◆ Problem to work on ◆
Copy out every line in the lines below that contains the word "grass".

◆ Input records ◆
▽
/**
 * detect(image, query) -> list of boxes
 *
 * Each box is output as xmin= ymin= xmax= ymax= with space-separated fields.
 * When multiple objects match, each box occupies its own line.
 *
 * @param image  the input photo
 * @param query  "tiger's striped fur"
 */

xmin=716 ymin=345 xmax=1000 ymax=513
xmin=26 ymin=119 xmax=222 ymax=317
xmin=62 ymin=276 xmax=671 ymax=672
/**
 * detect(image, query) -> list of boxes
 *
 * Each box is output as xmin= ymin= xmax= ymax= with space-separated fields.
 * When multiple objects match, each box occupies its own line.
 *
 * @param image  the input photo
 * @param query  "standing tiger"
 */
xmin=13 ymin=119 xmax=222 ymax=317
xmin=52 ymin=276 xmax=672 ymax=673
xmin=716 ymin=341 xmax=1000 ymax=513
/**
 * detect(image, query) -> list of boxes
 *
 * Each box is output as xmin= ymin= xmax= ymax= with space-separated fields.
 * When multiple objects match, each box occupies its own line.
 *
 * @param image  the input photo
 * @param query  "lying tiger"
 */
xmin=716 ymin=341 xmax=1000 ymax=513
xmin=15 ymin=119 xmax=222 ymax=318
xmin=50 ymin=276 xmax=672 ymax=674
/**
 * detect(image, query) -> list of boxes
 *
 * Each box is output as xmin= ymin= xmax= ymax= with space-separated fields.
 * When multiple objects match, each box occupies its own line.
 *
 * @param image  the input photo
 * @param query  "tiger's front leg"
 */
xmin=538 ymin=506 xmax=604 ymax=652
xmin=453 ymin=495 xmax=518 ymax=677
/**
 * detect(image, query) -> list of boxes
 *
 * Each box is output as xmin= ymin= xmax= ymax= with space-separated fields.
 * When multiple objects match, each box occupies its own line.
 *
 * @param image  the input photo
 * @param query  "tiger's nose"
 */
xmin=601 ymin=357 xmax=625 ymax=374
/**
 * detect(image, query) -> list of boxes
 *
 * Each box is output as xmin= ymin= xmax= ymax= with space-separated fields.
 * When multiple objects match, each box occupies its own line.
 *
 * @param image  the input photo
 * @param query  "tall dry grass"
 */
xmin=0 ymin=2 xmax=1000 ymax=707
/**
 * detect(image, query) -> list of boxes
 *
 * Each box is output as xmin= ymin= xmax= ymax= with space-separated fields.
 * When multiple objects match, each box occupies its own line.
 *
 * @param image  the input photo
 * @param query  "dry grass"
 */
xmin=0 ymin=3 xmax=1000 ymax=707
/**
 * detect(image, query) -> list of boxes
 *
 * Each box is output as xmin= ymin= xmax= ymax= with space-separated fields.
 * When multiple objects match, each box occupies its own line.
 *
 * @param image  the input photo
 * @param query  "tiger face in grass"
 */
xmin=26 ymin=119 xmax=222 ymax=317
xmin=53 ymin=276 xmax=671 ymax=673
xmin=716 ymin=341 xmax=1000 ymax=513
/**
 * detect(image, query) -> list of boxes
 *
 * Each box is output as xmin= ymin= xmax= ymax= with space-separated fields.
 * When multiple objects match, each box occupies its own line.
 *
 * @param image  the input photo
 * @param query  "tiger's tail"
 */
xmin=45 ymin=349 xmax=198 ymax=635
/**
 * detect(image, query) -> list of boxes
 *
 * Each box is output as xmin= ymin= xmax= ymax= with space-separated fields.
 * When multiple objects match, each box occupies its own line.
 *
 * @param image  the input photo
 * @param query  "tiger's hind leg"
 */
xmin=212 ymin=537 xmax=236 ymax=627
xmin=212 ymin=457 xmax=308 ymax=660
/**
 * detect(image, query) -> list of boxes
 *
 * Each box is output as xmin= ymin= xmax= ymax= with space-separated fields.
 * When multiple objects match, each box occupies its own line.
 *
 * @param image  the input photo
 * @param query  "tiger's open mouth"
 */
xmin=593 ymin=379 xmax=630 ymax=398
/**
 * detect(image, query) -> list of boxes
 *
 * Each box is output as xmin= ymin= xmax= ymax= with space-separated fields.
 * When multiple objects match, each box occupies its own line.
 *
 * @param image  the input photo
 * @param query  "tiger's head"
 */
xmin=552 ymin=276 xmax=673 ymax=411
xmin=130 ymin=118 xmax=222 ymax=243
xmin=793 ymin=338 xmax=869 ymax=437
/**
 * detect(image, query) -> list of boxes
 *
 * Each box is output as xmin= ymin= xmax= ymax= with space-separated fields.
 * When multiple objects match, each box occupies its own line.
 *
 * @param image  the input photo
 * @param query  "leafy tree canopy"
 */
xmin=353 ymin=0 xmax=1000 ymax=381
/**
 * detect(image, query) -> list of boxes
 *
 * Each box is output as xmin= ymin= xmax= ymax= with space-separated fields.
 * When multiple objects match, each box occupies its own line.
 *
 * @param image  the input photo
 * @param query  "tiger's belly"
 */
△
▽
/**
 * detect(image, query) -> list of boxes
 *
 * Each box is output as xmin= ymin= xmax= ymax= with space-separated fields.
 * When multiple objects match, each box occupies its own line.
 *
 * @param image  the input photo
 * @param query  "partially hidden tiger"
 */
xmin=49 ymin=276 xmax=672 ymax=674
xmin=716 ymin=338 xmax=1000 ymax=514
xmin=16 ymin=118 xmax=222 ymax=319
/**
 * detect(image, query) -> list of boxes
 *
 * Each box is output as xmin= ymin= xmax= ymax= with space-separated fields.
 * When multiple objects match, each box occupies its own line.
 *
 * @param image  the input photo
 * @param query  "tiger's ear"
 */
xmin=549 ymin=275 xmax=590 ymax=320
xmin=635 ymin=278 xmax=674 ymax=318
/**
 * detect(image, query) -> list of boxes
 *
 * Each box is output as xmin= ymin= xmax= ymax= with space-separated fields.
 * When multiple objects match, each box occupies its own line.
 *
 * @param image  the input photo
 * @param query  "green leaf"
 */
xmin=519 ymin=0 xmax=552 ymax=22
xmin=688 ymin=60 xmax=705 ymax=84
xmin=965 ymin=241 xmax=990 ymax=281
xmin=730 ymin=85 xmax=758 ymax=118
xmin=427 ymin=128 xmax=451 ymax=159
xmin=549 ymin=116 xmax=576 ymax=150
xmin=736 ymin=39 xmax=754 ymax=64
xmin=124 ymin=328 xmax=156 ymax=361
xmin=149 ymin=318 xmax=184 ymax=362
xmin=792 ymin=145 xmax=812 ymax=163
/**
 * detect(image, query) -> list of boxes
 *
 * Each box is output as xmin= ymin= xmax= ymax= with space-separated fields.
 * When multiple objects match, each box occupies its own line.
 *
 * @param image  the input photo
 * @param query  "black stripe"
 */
△
◆ Exercise solution ◆
 * @param query  "tall dry grass"
 * @param query  "dry grass"
 * @param query  "tiger face in grass"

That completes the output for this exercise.